The request: Count the lines in the records below that contain the string "pedestal", treating uppercase and lowercase as different, and reply with only the number.

Rows taken from a pointing dataset:
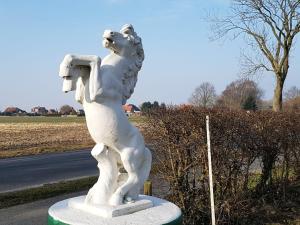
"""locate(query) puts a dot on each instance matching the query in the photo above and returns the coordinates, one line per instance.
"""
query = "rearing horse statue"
(102, 88)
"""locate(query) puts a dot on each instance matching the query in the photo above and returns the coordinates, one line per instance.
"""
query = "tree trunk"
(277, 99)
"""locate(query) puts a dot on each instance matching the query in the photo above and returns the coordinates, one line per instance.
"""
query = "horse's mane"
(130, 75)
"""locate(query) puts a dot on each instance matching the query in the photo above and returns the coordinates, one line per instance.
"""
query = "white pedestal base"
(162, 213)
(110, 211)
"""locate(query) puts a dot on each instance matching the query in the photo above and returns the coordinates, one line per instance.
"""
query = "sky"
(36, 34)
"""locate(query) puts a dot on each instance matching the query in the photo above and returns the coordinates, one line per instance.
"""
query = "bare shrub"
(254, 155)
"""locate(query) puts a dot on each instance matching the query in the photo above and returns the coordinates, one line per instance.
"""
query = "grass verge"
(46, 191)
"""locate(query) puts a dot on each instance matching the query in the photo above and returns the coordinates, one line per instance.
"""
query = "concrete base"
(162, 213)
(109, 211)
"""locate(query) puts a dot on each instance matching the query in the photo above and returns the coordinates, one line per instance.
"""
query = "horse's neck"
(115, 60)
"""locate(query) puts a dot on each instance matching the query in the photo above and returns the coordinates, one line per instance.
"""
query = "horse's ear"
(95, 82)
(79, 94)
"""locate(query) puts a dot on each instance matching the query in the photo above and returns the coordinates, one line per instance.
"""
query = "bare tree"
(292, 93)
(238, 92)
(204, 95)
(270, 27)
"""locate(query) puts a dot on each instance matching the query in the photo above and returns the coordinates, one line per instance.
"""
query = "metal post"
(211, 187)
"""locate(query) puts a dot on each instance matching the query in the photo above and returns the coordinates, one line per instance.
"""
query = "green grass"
(48, 119)
(46, 191)
(40, 119)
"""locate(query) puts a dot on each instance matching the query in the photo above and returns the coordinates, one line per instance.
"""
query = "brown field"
(34, 135)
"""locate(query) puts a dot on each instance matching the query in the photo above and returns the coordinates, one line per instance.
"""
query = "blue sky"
(36, 34)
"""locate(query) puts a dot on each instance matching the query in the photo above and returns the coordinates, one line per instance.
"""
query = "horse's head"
(124, 43)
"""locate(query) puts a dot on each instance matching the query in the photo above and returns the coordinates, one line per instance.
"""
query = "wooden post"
(148, 188)
(211, 187)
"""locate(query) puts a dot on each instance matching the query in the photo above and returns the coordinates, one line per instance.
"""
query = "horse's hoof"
(116, 200)
(128, 200)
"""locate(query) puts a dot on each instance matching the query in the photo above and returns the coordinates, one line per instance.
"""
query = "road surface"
(30, 171)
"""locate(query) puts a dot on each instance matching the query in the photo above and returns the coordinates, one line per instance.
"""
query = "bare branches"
(272, 26)
(204, 95)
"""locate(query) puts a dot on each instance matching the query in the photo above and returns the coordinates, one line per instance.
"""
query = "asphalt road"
(30, 171)
(34, 213)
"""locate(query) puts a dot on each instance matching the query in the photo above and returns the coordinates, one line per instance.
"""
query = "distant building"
(130, 109)
(39, 110)
(52, 111)
(80, 112)
(14, 111)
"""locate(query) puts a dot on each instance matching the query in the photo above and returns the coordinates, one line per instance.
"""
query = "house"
(52, 111)
(14, 111)
(80, 112)
(130, 109)
(39, 110)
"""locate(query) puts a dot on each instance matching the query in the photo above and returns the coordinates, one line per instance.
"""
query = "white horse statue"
(102, 88)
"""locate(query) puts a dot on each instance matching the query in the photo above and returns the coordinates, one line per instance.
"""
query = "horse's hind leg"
(143, 175)
(132, 159)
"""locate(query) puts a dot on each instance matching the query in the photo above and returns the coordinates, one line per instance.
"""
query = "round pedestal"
(162, 213)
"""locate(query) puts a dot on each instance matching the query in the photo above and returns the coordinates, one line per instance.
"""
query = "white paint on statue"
(102, 88)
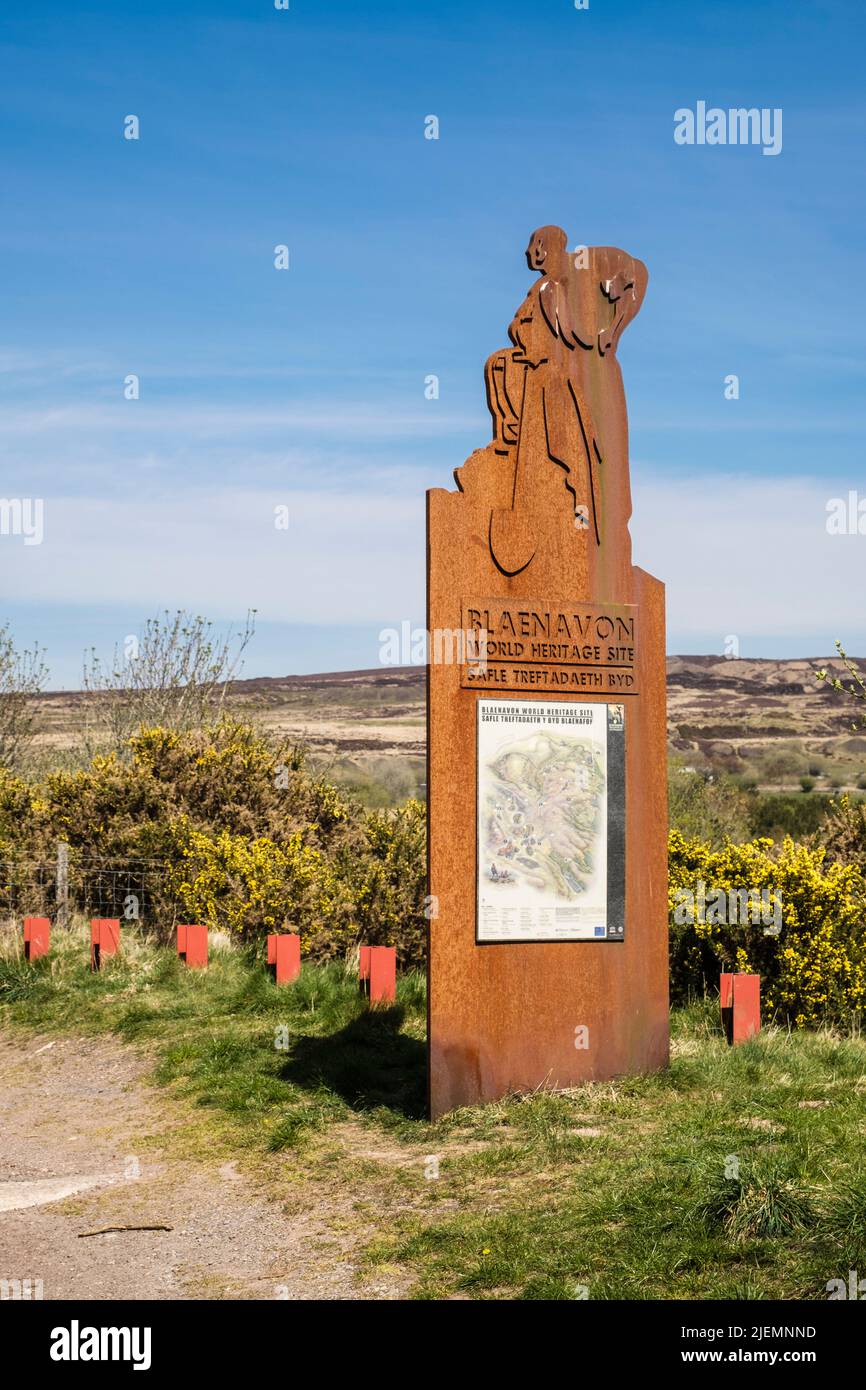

Worked answer: 2